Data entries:
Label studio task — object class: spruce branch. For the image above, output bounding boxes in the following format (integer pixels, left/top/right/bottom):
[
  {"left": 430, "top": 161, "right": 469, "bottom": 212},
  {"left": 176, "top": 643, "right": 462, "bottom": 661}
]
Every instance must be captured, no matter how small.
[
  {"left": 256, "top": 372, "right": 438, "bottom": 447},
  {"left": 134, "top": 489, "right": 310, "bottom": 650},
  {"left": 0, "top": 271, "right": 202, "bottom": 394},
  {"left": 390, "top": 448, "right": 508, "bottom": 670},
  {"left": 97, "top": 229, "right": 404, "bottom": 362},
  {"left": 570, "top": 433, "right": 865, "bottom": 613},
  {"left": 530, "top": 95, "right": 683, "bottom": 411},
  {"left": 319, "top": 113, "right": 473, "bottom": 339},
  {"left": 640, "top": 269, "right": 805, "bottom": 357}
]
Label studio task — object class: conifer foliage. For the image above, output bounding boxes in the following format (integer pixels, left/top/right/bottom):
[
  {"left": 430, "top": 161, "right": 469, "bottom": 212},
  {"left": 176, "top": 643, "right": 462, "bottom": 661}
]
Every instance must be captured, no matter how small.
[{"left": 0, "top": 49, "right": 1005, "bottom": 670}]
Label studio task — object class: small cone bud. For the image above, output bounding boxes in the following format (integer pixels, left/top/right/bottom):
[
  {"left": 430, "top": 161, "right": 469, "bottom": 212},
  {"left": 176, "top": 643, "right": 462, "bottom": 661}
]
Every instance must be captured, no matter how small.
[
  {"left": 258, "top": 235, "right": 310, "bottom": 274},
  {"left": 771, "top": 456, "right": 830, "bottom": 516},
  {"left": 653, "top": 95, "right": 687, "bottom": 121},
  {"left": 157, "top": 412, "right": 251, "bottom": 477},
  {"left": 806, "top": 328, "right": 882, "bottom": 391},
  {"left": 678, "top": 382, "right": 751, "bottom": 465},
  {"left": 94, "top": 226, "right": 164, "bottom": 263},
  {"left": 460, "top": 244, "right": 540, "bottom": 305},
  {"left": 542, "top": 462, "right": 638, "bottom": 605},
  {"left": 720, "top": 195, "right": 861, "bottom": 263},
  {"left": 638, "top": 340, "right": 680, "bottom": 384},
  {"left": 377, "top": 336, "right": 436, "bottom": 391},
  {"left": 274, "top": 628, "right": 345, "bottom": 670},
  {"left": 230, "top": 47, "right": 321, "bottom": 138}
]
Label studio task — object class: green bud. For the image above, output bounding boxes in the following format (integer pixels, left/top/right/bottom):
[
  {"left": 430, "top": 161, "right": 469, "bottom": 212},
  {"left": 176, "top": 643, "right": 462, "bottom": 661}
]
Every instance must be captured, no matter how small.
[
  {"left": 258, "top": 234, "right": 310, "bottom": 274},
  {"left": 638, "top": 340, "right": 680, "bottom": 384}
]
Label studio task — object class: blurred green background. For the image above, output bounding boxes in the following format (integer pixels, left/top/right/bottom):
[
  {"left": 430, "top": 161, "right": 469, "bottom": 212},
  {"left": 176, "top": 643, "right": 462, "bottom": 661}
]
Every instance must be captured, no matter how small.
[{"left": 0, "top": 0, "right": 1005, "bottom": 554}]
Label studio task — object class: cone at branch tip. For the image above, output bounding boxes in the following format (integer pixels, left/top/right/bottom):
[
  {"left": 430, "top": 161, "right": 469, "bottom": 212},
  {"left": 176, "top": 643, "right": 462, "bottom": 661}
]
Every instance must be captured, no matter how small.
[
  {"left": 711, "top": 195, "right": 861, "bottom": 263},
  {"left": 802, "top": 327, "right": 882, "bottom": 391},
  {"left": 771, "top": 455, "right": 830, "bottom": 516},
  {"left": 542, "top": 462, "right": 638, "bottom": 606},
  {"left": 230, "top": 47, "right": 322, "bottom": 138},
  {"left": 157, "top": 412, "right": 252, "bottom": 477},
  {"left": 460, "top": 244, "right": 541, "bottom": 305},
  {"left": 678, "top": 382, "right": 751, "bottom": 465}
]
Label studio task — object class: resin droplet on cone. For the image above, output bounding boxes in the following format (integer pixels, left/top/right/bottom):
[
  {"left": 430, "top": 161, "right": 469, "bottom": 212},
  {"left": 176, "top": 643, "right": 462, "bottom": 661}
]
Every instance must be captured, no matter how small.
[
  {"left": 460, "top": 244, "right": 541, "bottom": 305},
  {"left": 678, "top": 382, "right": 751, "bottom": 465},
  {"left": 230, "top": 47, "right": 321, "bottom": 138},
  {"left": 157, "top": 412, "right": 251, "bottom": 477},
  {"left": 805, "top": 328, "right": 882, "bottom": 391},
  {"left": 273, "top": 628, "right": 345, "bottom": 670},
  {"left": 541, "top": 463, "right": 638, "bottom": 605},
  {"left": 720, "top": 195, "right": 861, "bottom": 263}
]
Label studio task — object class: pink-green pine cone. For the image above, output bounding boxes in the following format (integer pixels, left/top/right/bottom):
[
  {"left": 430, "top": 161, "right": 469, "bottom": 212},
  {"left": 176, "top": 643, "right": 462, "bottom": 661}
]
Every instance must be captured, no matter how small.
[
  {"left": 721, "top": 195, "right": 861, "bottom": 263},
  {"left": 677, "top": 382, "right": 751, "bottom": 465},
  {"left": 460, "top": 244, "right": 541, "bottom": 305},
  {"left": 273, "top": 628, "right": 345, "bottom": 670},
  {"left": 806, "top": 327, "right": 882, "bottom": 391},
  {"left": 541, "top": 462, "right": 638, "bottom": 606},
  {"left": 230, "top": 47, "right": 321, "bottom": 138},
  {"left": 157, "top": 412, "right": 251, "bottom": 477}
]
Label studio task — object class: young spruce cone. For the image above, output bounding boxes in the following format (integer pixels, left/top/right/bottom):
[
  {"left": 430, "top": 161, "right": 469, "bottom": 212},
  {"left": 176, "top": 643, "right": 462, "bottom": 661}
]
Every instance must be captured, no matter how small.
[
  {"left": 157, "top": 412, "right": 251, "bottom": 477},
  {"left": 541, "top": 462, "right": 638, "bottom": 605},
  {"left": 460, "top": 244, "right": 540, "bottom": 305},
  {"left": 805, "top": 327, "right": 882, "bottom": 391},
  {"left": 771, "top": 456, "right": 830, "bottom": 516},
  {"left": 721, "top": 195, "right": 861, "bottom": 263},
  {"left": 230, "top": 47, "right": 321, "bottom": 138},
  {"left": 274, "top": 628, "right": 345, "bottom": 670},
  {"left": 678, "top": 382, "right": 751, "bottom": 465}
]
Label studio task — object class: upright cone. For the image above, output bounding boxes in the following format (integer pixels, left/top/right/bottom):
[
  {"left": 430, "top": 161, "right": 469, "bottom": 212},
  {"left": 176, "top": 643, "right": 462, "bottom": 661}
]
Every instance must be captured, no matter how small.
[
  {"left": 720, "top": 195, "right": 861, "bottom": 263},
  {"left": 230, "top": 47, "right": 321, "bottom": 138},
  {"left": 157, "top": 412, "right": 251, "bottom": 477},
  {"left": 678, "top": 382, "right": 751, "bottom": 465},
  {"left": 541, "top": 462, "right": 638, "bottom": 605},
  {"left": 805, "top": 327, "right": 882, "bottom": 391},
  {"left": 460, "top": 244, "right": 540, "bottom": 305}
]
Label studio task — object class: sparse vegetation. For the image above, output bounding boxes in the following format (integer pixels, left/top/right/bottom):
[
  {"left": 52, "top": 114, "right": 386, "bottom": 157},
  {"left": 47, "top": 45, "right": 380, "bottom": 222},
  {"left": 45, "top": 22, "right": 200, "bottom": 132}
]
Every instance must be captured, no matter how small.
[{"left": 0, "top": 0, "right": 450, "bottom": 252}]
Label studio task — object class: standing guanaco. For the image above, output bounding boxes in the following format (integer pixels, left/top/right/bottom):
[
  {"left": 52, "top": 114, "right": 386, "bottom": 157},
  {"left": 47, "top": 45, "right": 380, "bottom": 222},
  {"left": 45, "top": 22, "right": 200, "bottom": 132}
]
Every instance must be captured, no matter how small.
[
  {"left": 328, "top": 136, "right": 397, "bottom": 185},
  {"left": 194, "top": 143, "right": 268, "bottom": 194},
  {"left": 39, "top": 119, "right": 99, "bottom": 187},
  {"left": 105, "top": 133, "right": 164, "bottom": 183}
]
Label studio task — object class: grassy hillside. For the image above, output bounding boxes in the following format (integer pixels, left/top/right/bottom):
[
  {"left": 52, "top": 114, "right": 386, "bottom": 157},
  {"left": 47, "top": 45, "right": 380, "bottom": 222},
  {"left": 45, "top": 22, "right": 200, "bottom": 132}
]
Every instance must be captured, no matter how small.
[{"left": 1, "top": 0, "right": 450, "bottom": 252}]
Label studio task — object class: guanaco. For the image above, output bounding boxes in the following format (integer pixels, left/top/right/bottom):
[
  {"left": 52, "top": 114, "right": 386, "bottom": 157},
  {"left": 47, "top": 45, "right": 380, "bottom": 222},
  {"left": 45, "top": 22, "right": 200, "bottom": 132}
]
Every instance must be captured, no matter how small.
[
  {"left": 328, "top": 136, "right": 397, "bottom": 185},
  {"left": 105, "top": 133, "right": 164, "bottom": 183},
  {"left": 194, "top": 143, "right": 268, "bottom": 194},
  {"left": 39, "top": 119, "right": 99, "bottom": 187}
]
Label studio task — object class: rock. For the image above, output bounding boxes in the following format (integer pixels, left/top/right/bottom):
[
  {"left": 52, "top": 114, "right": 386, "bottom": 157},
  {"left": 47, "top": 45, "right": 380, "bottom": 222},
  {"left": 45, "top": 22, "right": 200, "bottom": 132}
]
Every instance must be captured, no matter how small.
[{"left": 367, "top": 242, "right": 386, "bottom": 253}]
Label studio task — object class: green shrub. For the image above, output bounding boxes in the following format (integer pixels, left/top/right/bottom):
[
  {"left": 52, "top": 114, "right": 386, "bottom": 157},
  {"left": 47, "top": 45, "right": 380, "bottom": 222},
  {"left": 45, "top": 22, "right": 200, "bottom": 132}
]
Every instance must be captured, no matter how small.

_TASK TO COMPLETE_
List every row above that contains the string "spruce", copying each such row in full. Case counts.

_REPLY TO THE EXERCISE_
Label studio task — object class: spruce branch. For the image above, output bounding boxes in the following format (integer pixels, left/top/right/bottom):
Label studio task — object class: young spruce cone. For the image above, output bounding boxes in the following format (integer pixels, left/top/right/bottom):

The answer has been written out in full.